Point-per-instance localization data
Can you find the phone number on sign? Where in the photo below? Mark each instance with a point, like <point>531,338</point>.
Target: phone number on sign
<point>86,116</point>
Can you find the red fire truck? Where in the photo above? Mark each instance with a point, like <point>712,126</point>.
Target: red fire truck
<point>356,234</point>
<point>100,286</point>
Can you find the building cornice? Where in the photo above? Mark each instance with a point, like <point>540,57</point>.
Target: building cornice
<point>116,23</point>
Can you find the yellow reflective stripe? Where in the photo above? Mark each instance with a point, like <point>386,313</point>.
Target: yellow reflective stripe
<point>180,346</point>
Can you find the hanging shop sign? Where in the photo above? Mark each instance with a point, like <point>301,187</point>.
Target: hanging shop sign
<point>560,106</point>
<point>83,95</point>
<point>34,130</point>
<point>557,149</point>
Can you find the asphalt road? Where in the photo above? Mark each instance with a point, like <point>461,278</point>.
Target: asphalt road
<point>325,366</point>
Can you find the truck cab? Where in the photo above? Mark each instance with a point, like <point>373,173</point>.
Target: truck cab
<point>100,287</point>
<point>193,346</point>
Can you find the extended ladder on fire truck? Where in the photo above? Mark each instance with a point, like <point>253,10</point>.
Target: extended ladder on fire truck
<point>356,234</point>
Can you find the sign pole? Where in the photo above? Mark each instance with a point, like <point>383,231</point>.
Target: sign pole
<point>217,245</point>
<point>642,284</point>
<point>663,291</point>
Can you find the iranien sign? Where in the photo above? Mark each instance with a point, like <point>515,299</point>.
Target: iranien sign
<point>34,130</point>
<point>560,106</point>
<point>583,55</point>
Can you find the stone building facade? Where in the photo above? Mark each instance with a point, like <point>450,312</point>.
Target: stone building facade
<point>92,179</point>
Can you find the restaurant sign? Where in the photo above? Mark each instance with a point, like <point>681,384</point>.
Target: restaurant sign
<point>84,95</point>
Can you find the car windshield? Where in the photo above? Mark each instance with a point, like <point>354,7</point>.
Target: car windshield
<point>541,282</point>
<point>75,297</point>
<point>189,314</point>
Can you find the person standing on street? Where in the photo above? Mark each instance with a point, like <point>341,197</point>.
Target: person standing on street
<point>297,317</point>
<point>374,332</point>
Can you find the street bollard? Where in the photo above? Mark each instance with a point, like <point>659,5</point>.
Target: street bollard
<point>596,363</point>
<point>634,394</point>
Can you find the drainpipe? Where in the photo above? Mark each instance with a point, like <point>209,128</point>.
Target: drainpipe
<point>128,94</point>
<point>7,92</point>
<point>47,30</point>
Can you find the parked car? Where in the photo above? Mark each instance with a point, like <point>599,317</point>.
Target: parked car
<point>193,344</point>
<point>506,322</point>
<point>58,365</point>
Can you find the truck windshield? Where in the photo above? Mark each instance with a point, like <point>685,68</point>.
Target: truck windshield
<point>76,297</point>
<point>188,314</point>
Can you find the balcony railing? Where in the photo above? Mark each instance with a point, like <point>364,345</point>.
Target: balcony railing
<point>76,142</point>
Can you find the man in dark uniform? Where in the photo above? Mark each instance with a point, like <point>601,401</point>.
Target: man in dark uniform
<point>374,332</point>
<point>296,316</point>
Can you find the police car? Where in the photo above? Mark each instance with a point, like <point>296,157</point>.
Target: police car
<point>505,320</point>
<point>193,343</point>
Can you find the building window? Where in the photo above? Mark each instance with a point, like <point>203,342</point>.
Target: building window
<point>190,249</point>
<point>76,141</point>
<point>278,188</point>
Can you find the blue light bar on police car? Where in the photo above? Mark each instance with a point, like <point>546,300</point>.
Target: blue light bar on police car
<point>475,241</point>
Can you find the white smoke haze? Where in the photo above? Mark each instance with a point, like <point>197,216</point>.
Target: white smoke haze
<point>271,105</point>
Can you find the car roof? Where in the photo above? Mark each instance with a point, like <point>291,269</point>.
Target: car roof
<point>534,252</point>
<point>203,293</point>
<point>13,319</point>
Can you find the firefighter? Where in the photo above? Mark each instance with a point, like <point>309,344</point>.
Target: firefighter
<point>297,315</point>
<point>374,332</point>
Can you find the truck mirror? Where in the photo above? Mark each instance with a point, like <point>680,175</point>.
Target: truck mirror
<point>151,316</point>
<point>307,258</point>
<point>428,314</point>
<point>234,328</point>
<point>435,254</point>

*Exercise requirements:*
Retype the records above, but only those lines that fall between the line containing "Target: parked car" and the line containing "Can you find the balcony", with both of those lines included, exactly as written.

*Answer to this exercise:*
Target: parked car
<point>193,344</point>
<point>506,322</point>
<point>58,365</point>
Can you find the truck windshield? Where in the photo above? Mark each instance with a point, like <point>685,68</point>.
Target: truck windshield
<point>76,297</point>
<point>188,314</point>
Can you find the balcony railing? Where in the photo above? Mark each instance with a point, like <point>364,345</point>.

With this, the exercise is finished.